Jésus chez Sarkozy
«Je fais le dîner seul avec lui, et après je vous raconte.» Si Nicolas Sarkozy inviterait bien à sa table «la personne la plus importante de l’histoire de l’humanité», est-ce attiré par son «prestige» ou son «exemple» ?
Jésus à sa table
Lors d’une conférence de presse donnée à trois clubs d’entreprise le 12 septembre 2024, à l’Arkéa Arena de Bordeaux, on a demandé à Nicolas Sarkozy qui il aimerait inviter à sa table s’il avait une baguette magique. Il a répondu: «Jésus». Des amis chrétiens m’ont envoyé ce scoop (que l’on trouve en vidéo sur plusieurs sites, notamment chrétiens); il n’a pas eu l’heur de susciter chez moi un enthousiasme nouveau pour le conseiller d’Emmanuel Macron, mais il a provoqué ma curiosité. Or, il faut toujours regarder le contexte – ce contexte si cher à nos politiques.
M. Sarkozy se dit catholique «de culture, de racines, d’histoire». Et pourquoi aimerait-il dîner avec Jésus ?
«Parce que Jésus, si c’est vrai, ça résout bien des problèmes. Et si c’est pas vrai, ça fait quand même vingt et un siècles qu’il y a quatre milliards de gens qui y croient. La vie de Jésus a duré trois ans – la vie publique. (…) Il a jamais rien écrit. Et qui a le plus marqué l’humanité, depuis l’origine, que lui – qu’on croie ou qu’on ne croie pas – ? Qui a souffert autant que lui ? Ce qui lui a été imposé est invraisemblable ! Alors, oui, je fais le dîner seul avec lui, et après je vous raconte. Mais je m’étonne que tant de gens qui font leur table idéale disent pas ça: c’est tellement évident que c’est la personne la plus importante de l’histoire de l’humanité. Parce que personne n’a fait ce qu’il a fait. L’histoire du suaire de Turin, c’est extraordinaire aussi. Gardez les autres invités, et moi je garde Jésus.»
Passons sur quelques inexactitudes: on a fait pire. Mais soulignons plusieurs points sensibles.
====
▶ Consignes:
(a) Pouvez-vous recopier les entrées en changeant « satellite dish » en « parabolic antenna » sans rien modifier d'autre, en commençant à la ligne qui contient « instance of the sky » et en allant jusqu'à la fin des entrées ?
(b) Pouvez-vous écrire la suite du texte sur le dîner rêvé de Nicolas Sarkozy avec Jésus, après sa dernière phrase ?

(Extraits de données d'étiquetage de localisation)
====
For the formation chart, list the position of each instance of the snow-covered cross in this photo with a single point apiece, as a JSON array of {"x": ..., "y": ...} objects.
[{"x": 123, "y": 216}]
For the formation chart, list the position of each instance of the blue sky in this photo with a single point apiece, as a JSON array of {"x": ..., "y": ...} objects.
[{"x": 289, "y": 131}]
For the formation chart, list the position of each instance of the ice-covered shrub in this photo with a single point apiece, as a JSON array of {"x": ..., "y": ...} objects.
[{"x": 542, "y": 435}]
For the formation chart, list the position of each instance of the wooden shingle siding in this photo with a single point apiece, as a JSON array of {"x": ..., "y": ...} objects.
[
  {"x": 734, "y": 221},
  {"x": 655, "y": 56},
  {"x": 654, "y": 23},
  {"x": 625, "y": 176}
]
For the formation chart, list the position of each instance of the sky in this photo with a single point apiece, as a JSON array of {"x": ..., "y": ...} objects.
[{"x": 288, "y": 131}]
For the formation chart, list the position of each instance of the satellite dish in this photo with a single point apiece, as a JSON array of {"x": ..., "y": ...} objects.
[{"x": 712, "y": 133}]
====
▶ Résultats dans l'ordre:
(a)
For the formation chart, list the position of each instance of the sky in this photo with a single point apiece, as a JSON array of {"x": ..., "y": ...} objects.
[{"x": 288, "y": 131}]
For the formation chart, list the position of each instance of the parabolic antenna in this photo with a single point apiece, as a JSON array of {"x": ..., "y": ...} objects.
[{"x": 712, "y": 133}]

(b)
D’une part, Nicolas Sarkozy a certes des origines catholiques, mais aussi protestantes par son père, et juives par sa mère. Pourquoi s’en (hyper-) cacher ? Être judéo-chrétien serait une carte de visite extrêmement honorable, ce que M. Sarkozy semble méconnaître.
Ensuite, qu’est-ce qui fascine l’ancien président chez Jésus ? Le fait qu’il résolve «bien des problèmes»; la performance de susciter l’adhésion de milliards de gens (d’électeurs potentiels…); le fait qu’il ait marqué comme personne l’histoire du monde, qu’il ait résisté à des souffrances inouïes; en résumé: «que personne n’a fait ce qu’il a fait». Jésus, c’est Superman +++.
Je ne doute pas que certains me trouveront trop dur. Après tout, moi aussi, en tant que croyant, je pourrais reprendre à peu près les mêmes arguments. Mais ici, ce sont uniquement des arguments de performance, de puissance. Aucune précision sur le contenu de l’œuvre de Jésus n’est donnée par M. Sarkozy; rien sur la nature du bouleversement qu’il a apporté au monde, rien sur l’immense valeur morale de son enseignement; et, naturellement, rien en matière de sotériologie, notion sans doute inconnue à tous égards de notre ex-président. Une petite sauce miraculeuse turinoise par-dessus tout ça et oui, Jésus est l’invité le plus prestigieux dont on puisse rêver.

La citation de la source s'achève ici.